WHAT TO WORK ON:
Retype the part of the potato history text that begins with the words containing "Potatoes were a very" and ends with "the Prussian diet.", keeping every word and mark the same.

TEXT BLOCK:
Potatoes were a very important staple of the Incas' diet - archaeologists commonly find potato shaped pottery from that time.   Potatoes were used to divine the truth, and to predict weather.   The Incas even measured time in units based on how long it took for a potato to cook to various consistencies!

The Spanish conquistadors introduced the potato to Europe around 1570.   People recognised the potato as a member of the same family as the deadly nightshade - understandably, it took some time to catch on!   Potato leaves and fruit are poisonous, and green potatoes are developing toxins.

Indeed, when Frederick the Great of Prussia wanted his people to plant and eat them in the 1620's, he had to enforce his orders by threatening to cut off the nose and ears of anybody who refused!   By the time of the Seven Years War (1756-1763), potatoes were an established part of the Prussian diet.

A Frenchman, Antoine Parmentier, taken prisoner by the Prussians during that war, was impressed by the potato.   Once back in France, he chose less rugged means to popularise the humble vegetable.

He acquired a miserable piece of ground outside Paris and cultivated 50 acres of potatoes.   With his harvest, he devised delicate potato dishes for the nobility (remembered to this day in Potage Parmentier, or Leek and Potato Soup).

The story goes that Parmentier put guards on his potato fields during the day.   People believed the crop to be valuable, and slipped over the wall at night.   Before long, a bit of greedy curiosity had potato culture spreading fast among the local peasants, where all Parmentier's efforts at "agricultural extension" work had previously failed.

Apart from its role in developing agriculture in Europe, the Andean curiosity helped fuel, literally, the Industrial Revolution.   Regular supplies of filling, nutritious potatoes fed the people cheaply through Europe's period of massive urbanisation.

STUDY MATERIAL:
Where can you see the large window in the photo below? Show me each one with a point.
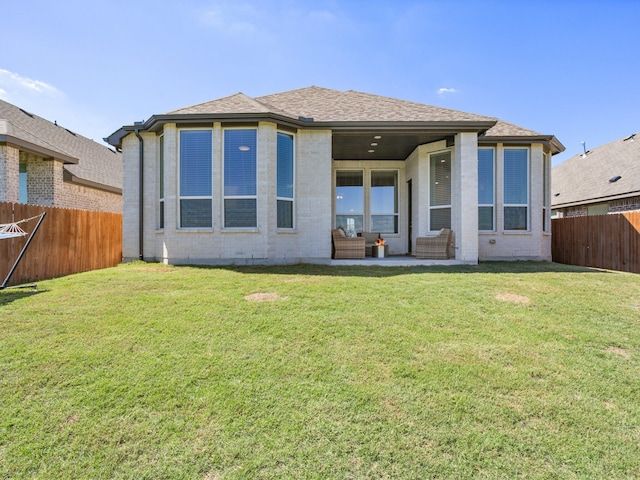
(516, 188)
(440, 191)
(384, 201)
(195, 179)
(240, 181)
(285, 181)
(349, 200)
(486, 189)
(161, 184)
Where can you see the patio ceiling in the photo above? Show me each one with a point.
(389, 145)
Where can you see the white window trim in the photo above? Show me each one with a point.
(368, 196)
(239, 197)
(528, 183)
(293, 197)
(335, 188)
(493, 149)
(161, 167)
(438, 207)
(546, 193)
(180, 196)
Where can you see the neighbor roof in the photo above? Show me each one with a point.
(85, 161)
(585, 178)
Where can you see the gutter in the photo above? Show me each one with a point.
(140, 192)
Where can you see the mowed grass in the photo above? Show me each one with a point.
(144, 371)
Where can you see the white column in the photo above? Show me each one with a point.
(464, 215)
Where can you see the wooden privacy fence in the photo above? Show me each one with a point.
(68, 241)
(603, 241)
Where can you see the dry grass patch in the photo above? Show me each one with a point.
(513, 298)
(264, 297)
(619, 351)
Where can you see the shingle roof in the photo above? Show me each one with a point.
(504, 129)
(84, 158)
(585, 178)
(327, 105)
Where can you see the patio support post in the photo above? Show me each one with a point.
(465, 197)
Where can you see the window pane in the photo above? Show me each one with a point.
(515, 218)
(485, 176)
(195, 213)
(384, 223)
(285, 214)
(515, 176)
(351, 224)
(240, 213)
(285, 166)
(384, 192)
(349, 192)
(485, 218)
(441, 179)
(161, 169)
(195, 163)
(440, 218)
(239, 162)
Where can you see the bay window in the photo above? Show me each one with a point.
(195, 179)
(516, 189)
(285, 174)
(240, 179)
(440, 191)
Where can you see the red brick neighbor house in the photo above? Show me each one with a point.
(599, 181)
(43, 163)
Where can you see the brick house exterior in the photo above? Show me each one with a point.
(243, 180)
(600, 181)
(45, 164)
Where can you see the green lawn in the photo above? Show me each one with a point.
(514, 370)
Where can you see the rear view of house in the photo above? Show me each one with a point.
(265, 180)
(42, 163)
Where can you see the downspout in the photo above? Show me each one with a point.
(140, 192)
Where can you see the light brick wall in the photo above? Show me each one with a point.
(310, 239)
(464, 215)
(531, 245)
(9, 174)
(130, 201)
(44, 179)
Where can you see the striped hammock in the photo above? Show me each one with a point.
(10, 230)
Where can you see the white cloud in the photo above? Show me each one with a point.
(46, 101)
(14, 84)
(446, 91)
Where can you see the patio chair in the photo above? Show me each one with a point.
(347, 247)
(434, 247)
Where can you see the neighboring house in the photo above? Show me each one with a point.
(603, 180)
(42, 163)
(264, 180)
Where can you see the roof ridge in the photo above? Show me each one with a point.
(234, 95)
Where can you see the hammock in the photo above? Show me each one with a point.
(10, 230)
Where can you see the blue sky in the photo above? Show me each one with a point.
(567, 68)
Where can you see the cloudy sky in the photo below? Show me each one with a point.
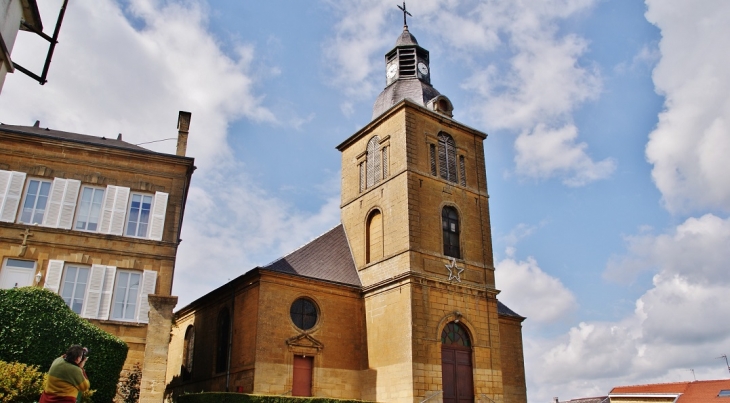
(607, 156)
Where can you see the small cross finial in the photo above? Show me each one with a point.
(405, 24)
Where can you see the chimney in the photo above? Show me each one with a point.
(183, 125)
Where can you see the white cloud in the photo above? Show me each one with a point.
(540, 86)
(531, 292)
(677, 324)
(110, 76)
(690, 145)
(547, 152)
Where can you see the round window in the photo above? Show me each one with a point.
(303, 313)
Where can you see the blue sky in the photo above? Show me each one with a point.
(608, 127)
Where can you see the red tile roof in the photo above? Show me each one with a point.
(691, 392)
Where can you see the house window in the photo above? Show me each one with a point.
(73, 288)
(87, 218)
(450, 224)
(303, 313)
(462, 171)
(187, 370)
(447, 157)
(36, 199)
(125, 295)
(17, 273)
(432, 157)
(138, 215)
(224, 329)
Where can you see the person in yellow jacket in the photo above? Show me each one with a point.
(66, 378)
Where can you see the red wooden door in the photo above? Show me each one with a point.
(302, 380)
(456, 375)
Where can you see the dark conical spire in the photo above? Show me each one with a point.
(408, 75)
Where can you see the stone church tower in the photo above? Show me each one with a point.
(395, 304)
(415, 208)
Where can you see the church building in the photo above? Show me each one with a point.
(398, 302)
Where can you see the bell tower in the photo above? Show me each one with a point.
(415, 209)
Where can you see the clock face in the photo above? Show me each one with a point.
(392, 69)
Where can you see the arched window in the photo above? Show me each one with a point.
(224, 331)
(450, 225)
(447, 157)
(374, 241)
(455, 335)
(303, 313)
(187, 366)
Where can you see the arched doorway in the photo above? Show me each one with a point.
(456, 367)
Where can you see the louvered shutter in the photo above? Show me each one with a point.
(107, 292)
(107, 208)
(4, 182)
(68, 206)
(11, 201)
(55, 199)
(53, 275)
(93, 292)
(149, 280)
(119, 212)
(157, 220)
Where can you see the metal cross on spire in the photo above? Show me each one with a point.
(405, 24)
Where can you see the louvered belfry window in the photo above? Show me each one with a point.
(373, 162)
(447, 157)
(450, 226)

...

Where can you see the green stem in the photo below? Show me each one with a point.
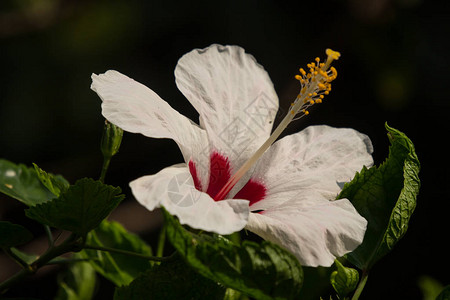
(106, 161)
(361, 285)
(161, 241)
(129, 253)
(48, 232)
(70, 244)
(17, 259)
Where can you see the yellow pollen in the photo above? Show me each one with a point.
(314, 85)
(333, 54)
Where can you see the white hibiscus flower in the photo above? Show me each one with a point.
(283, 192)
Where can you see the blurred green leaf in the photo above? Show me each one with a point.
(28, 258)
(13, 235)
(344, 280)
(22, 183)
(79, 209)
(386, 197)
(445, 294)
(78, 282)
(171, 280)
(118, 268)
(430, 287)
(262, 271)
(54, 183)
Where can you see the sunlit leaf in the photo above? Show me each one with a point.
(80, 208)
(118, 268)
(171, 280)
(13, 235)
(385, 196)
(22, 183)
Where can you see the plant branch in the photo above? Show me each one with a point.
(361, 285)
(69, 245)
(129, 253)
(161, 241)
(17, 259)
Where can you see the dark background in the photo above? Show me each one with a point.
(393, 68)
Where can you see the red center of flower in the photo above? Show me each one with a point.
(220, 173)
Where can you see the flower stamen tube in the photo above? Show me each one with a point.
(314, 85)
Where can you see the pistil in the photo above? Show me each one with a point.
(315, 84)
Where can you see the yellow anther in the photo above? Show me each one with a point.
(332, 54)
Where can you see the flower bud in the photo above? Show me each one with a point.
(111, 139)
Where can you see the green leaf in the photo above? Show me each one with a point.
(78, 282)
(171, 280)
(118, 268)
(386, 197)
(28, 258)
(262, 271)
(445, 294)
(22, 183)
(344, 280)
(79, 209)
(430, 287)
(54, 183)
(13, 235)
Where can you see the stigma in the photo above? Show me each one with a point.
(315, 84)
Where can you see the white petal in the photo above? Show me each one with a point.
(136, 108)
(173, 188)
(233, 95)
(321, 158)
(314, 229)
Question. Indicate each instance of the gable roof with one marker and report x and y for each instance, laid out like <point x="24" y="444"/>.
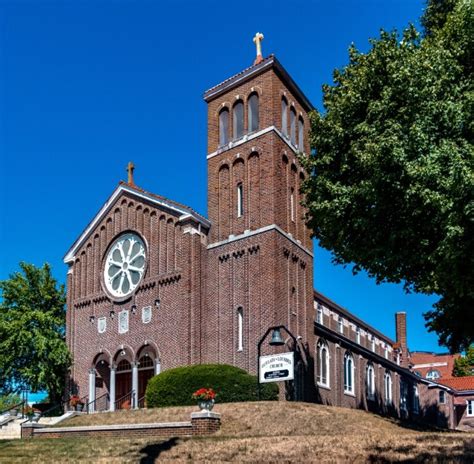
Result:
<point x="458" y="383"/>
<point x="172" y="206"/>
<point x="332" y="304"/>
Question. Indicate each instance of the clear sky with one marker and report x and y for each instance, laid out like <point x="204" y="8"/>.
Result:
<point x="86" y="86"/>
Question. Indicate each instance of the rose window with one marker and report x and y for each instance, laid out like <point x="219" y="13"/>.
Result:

...

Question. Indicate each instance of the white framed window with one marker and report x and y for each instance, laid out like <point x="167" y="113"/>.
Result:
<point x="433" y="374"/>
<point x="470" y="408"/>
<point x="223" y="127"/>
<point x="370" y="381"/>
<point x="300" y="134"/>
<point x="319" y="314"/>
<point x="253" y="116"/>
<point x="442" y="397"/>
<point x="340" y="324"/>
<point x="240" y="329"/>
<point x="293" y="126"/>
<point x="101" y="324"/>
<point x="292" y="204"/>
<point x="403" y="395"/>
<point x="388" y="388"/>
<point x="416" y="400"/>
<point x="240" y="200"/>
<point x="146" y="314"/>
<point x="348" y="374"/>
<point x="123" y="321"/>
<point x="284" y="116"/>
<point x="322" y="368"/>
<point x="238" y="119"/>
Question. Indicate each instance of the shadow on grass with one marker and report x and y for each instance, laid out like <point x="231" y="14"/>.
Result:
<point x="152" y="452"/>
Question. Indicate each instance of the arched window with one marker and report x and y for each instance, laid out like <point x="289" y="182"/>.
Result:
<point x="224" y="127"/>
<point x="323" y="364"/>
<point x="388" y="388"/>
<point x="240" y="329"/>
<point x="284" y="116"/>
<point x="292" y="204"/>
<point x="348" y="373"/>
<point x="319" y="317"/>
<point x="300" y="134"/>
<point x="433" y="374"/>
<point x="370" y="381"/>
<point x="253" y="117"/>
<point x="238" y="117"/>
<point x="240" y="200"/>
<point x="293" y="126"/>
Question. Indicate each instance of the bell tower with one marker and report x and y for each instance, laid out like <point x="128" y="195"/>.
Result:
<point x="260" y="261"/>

WORKED SOLUTION:
Potatoes were a very important staple of the Incas' diet - archaeologists commonly find potato shaped pottery from that time.   Potatoes were used to divine the truth, and to predict weather.   The Incas even measured time in units based on how long it took for a potato to cook to various consistencies!

The Spanish conquistadors introduced the potato to Europe around 1570.   People recognised the potato as a member of the same family as the deadly nightshade - understandably, it took some time to catch on!   Potato leaves and fruit are poisonous, and green potatoes are developing toxins.

Indeed, when Frederick the Great of Prussia wanted his people to plant and eat them in the 1620's, he had to enforce his orders by threatening to cut off the nose and ears of anybody who refused!   By the time of the Seven Years War (1756-1763), potatoes were an established part of the Prussian diet.